• GIVEN RECORDS:
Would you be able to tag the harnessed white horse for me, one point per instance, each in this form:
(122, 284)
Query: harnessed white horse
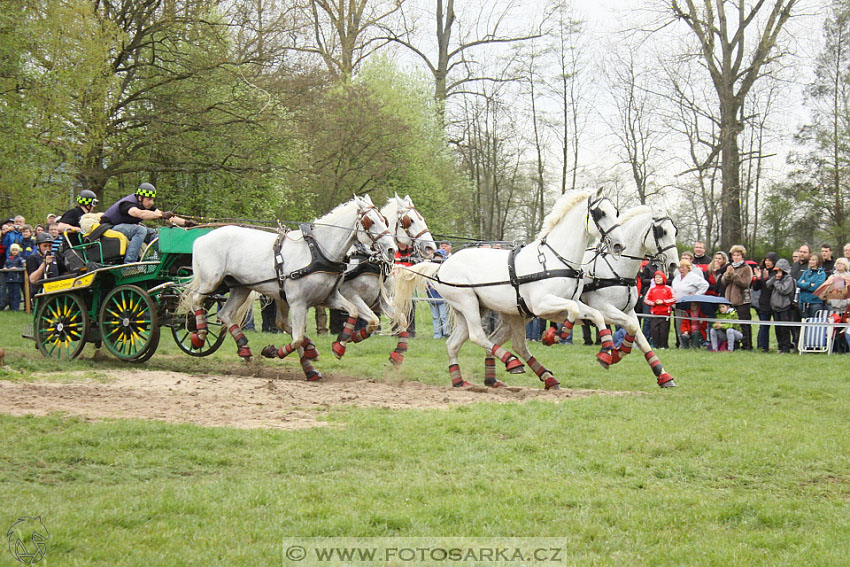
(611, 286)
(367, 281)
(543, 279)
(309, 261)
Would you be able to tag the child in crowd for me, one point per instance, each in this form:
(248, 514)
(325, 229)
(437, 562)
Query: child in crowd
(729, 331)
(14, 280)
(660, 299)
(693, 331)
(27, 241)
(784, 288)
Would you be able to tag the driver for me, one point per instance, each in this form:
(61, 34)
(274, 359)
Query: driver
(127, 214)
(70, 220)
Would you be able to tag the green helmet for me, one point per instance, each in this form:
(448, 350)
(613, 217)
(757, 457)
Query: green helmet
(87, 197)
(146, 190)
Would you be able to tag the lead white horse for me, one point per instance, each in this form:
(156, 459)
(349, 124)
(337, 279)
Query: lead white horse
(368, 284)
(244, 260)
(543, 278)
(611, 284)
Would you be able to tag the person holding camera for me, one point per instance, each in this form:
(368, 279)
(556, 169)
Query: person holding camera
(42, 264)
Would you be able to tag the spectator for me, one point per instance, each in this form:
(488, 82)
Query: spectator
(27, 241)
(783, 289)
(693, 330)
(808, 282)
(835, 289)
(727, 330)
(687, 282)
(404, 257)
(15, 278)
(439, 308)
(660, 298)
(828, 264)
(700, 259)
(42, 264)
(13, 235)
(763, 273)
(644, 282)
(738, 279)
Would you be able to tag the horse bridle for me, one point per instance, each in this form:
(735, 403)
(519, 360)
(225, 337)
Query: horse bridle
(656, 234)
(594, 213)
(367, 223)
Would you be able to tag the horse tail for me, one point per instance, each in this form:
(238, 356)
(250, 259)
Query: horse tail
(242, 311)
(408, 281)
(185, 303)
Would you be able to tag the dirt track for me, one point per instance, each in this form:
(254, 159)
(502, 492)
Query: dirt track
(286, 402)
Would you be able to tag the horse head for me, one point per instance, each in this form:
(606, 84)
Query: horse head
(663, 241)
(374, 232)
(412, 230)
(602, 223)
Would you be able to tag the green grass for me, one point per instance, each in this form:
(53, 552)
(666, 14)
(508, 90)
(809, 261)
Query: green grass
(745, 463)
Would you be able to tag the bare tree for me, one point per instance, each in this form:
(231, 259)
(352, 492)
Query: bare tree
(722, 28)
(636, 129)
(455, 54)
(567, 88)
(345, 32)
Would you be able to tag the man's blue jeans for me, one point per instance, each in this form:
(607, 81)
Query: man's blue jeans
(138, 234)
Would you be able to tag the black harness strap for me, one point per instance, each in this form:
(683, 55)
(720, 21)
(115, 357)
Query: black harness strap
(517, 281)
(318, 262)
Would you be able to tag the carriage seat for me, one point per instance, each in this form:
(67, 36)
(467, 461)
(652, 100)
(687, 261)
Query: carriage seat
(113, 244)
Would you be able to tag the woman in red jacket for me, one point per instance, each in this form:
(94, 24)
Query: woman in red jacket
(660, 299)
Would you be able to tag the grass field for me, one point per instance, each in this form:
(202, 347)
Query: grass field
(747, 462)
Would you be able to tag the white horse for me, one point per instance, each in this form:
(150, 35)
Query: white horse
(310, 261)
(365, 284)
(611, 285)
(543, 279)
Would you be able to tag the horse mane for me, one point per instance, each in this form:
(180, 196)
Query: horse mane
(563, 205)
(634, 212)
(332, 218)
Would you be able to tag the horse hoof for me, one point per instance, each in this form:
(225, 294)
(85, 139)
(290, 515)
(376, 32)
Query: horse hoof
(197, 341)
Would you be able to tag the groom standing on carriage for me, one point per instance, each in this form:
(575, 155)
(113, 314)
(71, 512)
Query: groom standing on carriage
(127, 214)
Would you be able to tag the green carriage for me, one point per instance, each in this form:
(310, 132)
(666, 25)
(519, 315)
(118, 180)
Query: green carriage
(124, 306)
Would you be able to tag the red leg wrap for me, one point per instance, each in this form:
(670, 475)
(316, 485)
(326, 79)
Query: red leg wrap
(310, 350)
(548, 338)
(654, 363)
(567, 329)
(628, 343)
(512, 363)
(457, 379)
(489, 369)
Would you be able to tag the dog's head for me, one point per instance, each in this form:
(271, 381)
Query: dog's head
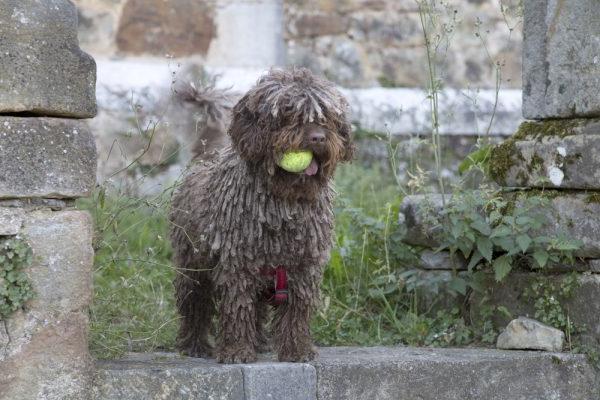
(293, 110)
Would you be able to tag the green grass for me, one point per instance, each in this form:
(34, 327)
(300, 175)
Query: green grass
(365, 299)
(133, 307)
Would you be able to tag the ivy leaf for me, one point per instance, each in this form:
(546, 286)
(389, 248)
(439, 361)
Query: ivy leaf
(524, 241)
(541, 257)
(485, 247)
(502, 266)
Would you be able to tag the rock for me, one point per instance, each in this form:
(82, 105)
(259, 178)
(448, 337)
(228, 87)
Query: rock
(550, 154)
(42, 69)
(561, 69)
(385, 373)
(528, 334)
(382, 373)
(44, 351)
(572, 214)
(582, 306)
(177, 27)
(288, 381)
(46, 157)
(156, 376)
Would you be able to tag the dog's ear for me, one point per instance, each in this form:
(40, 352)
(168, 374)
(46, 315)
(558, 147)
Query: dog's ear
(247, 133)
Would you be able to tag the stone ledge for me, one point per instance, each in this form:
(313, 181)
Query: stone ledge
(561, 73)
(46, 157)
(356, 373)
(550, 154)
(575, 214)
(42, 69)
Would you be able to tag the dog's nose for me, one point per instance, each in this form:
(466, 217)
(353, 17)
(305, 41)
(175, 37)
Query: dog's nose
(317, 137)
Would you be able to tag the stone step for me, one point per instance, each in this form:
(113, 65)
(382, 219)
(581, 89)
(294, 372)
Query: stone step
(560, 154)
(380, 373)
(42, 69)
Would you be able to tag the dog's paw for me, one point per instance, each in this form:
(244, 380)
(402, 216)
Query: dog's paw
(236, 355)
(303, 354)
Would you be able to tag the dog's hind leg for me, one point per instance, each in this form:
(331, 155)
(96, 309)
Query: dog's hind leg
(237, 338)
(291, 324)
(263, 318)
(195, 303)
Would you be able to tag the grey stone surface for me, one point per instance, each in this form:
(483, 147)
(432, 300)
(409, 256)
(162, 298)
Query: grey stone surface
(46, 157)
(42, 69)
(550, 154)
(44, 349)
(419, 215)
(528, 334)
(380, 373)
(385, 373)
(287, 381)
(583, 305)
(163, 376)
(573, 214)
(561, 64)
(11, 220)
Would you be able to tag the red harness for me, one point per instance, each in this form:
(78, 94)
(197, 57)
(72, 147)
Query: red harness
(279, 294)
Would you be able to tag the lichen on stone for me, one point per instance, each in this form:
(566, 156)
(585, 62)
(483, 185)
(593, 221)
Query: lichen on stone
(561, 128)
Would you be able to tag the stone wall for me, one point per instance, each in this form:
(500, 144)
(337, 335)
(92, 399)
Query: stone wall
(357, 43)
(47, 159)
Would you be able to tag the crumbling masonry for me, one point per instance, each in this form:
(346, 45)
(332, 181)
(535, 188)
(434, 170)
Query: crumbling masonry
(47, 160)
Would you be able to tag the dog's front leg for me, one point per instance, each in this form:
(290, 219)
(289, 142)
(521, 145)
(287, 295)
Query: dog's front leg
(237, 337)
(292, 319)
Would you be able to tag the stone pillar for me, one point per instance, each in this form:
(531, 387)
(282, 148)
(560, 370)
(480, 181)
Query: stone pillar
(559, 152)
(47, 159)
(249, 34)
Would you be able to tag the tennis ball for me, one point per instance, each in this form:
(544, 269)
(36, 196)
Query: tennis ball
(295, 160)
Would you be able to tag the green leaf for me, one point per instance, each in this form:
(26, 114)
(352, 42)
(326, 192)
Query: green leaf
(505, 312)
(478, 158)
(485, 247)
(502, 266)
(505, 243)
(459, 285)
(465, 247)
(482, 227)
(541, 257)
(500, 231)
(524, 241)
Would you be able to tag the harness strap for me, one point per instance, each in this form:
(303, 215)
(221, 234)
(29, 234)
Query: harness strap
(279, 294)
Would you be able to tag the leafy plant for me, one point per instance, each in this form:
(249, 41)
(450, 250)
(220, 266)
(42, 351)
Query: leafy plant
(15, 288)
(491, 232)
(549, 296)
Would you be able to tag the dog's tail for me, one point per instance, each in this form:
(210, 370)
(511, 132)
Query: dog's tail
(206, 113)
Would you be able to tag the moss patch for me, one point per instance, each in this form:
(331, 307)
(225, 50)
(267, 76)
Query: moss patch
(501, 160)
(551, 127)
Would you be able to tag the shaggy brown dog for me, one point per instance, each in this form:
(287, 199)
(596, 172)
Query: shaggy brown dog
(239, 216)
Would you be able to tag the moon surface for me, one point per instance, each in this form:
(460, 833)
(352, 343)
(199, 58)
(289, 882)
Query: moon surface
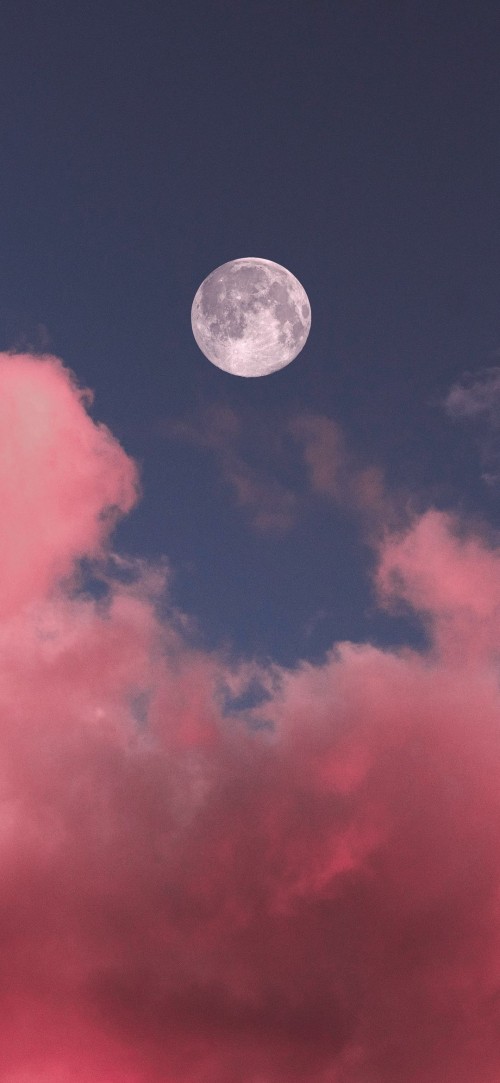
(250, 316)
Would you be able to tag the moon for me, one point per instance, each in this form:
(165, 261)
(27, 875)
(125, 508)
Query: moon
(250, 316)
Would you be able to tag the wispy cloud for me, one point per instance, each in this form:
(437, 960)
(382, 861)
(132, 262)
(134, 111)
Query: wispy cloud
(477, 400)
(312, 446)
(307, 890)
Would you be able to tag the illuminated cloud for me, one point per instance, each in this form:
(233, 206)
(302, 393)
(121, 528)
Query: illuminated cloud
(188, 898)
(313, 445)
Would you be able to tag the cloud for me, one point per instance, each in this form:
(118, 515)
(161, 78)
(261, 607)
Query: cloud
(307, 441)
(333, 471)
(479, 396)
(477, 400)
(189, 897)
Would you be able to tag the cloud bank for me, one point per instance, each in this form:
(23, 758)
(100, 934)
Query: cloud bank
(188, 899)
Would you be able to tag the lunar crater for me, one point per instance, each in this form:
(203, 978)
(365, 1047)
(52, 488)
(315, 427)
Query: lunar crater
(251, 316)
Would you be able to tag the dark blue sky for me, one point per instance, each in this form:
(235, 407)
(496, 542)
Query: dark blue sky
(142, 145)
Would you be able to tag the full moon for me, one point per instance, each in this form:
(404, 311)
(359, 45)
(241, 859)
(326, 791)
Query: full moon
(250, 316)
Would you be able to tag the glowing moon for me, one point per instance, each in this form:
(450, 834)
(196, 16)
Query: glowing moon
(250, 316)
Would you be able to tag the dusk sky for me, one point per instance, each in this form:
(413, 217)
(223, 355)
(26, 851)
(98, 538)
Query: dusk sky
(250, 628)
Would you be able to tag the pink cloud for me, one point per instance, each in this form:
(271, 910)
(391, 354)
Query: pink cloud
(333, 472)
(194, 901)
(63, 479)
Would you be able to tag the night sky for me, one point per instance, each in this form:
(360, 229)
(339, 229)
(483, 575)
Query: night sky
(249, 628)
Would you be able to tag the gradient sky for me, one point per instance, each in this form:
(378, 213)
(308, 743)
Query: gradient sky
(250, 628)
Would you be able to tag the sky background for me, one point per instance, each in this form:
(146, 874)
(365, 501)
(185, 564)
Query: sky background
(354, 143)
(249, 683)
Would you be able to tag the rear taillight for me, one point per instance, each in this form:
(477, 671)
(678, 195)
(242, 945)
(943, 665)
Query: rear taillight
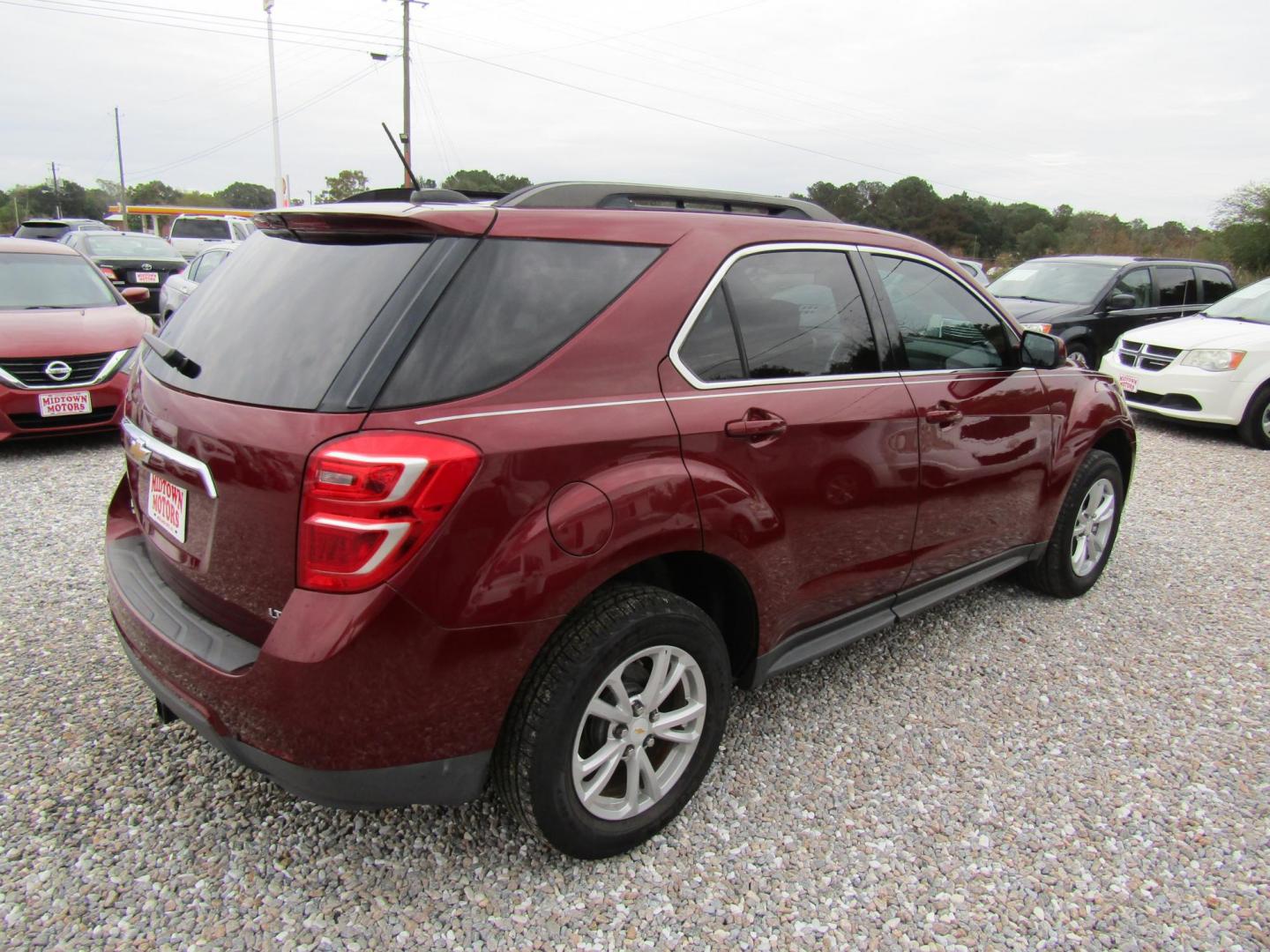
(370, 502)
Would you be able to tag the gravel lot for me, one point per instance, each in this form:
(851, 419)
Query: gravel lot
(1004, 770)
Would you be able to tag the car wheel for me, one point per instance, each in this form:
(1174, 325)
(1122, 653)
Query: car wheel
(1081, 355)
(1255, 427)
(617, 721)
(1084, 532)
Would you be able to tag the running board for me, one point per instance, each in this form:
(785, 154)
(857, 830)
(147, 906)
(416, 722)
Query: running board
(825, 637)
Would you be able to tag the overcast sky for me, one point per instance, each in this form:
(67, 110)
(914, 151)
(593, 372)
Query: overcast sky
(1152, 109)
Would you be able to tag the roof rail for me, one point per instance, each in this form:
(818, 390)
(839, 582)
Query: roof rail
(619, 195)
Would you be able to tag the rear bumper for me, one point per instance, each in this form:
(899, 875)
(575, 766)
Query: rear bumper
(451, 781)
(19, 412)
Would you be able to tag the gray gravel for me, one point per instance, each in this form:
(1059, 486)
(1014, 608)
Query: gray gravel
(1005, 770)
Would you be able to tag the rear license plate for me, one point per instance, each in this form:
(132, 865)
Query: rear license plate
(65, 404)
(167, 507)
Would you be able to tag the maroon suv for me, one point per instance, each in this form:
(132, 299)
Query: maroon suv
(421, 495)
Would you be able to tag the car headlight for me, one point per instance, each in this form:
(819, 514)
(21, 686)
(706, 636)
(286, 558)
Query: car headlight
(1214, 360)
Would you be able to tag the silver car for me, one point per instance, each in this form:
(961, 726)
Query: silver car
(182, 285)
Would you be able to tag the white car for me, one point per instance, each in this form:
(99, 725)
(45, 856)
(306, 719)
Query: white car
(1212, 367)
(192, 234)
(182, 285)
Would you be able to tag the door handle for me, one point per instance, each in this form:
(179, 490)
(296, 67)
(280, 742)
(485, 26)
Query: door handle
(753, 426)
(944, 415)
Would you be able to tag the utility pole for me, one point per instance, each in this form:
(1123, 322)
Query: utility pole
(406, 86)
(57, 195)
(123, 188)
(280, 185)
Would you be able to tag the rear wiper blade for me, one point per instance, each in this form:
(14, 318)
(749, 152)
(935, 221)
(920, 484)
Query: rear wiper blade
(172, 357)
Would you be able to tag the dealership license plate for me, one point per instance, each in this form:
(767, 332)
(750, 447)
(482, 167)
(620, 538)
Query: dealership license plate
(167, 507)
(65, 403)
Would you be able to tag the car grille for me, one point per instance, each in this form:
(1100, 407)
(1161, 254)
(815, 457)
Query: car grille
(1146, 357)
(29, 371)
(34, 421)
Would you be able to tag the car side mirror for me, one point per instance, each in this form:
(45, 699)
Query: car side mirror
(1042, 351)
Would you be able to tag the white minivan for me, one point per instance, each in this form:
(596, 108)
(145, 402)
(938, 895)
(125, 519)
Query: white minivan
(192, 234)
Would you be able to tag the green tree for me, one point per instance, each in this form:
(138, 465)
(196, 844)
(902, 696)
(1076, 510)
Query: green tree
(153, 193)
(245, 195)
(340, 187)
(482, 181)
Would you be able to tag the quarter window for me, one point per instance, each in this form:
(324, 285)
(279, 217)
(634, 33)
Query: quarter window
(796, 314)
(1177, 287)
(943, 325)
(1214, 285)
(1137, 283)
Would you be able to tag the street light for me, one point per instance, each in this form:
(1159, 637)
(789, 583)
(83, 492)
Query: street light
(280, 185)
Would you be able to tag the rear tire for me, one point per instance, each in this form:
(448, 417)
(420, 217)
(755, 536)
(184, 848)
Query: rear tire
(1255, 426)
(600, 750)
(1085, 531)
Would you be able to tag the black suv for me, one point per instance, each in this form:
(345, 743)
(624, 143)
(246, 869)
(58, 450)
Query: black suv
(1091, 300)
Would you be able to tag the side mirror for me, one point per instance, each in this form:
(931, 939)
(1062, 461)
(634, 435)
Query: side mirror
(1042, 351)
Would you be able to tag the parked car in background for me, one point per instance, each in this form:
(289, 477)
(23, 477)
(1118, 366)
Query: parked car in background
(130, 259)
(975, 270)
(182, 285)
(54, 228)
(1212, 367)
(192, 234)
(1091, 300)
(66, 342)
(418, 496)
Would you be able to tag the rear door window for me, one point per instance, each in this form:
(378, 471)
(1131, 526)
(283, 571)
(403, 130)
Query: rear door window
(798, 314)
(276, 328)
(1177, 287)
(1214, 285)
(513, 302)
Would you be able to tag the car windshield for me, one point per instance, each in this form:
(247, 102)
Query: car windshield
(1061, 282)
(34, 280)
(127, 247)
(201, 228)
(1250, 303)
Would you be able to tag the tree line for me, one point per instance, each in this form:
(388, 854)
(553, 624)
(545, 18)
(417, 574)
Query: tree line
(963, 225)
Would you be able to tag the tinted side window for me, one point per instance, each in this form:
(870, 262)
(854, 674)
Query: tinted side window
(800, 315)
(1214, 285)
(1137, 283)
(710, 349)
(513, 302)
(943, 325)
(1177, 287)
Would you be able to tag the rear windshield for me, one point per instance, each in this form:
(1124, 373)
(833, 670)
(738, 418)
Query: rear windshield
(201, 228)
(41, 231)
(37, 280)
(274, 329)
(100, 244)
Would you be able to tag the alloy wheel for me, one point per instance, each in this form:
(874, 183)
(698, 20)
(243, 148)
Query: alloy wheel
(639, 733)
(1093, 530)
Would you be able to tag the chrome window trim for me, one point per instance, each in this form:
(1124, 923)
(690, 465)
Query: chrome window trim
(108, 368)
(135, 437)
(713, 285)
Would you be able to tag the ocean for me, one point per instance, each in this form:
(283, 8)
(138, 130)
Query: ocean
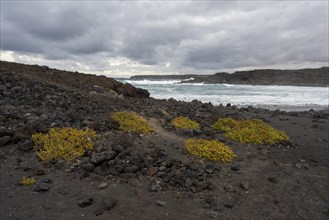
(288, 98)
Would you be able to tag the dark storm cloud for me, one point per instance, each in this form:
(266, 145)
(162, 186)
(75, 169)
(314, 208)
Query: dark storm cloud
(188, 35)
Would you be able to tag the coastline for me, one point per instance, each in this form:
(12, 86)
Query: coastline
(152, 176)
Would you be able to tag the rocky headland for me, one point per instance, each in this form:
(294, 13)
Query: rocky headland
(300, 77)
(151, 176)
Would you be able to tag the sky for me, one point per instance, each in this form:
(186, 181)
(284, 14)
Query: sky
(124, 38)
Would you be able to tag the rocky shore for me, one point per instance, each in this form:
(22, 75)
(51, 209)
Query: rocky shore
(300, 77)
(151, 176)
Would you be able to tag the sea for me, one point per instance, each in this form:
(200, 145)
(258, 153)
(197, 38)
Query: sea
(286, 98)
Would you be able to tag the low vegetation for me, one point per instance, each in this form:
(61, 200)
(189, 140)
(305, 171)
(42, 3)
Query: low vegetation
(66, 143)
(26, 181)
(209, 150)
(249, 131)
(185, 123)
(131, 122)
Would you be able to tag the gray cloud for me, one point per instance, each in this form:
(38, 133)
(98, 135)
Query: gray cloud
(200, 37)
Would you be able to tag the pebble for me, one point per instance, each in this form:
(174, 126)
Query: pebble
(4, 140)
(42, 187)
(235, 167)
(106, 205)
(213, 214)
(245, 186)
(188, 182)
(89, 167)
(152, 171)
(302, 164)
(102, 185)
(84, 202)
(229, 188)
(273, 180)
(160, 203)
(209, 169)
(155, 188)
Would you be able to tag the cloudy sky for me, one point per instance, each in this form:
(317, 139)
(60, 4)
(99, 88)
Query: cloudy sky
(119, 38)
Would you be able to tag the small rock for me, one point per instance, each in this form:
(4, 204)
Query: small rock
(118, 148)
(209, 169)
(4, 140)
(229, 188)
(42, 187)
(102, 185)
(229, 205)
(273, 180)
(188, 182)
(89, 167)
(46, 180)
(40, 172)
(302, 163)
(235, 167)
(109, 203)
(160, 203)
(97, 158)
(84, 202)
(209, 199)
(245, 186)
(106, 205)
(213, 214)
(152, 171)
(155, 188)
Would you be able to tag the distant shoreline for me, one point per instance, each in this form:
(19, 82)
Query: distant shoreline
(318, 77)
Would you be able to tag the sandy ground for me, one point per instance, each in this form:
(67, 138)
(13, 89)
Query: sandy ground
(284, 181)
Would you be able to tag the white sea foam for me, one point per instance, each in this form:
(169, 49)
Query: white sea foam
(254, 95)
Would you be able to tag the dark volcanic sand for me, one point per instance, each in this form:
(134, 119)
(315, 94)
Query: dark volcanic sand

• GIVEN TASK: Write out, word for word, the lines of the listing from the one containing "Would you be able to tag the distant" through the final line of the listing.

• TASK SOLUTION:
Would you be able to tag the distant shoreline for me, one point per instance, each in this form:
(19, 82)
Query: distant shoreline
(318, 77)
Would you be able to tag the sandy ground for me, one point per instance, each in this form:
(67, 138)
(13, 89)
Query: sandy ground
(284, 181)
Would you be able to tag the white sea foam for me, one point per instance, each in this form:
(169, 49)
Query: white sea foam
(254, 95)
Would you be able to tag the dark volcanic sand for me, one point per instance, each in this form:
(134, 119)
(315, 94)
Query: dark volcanic sand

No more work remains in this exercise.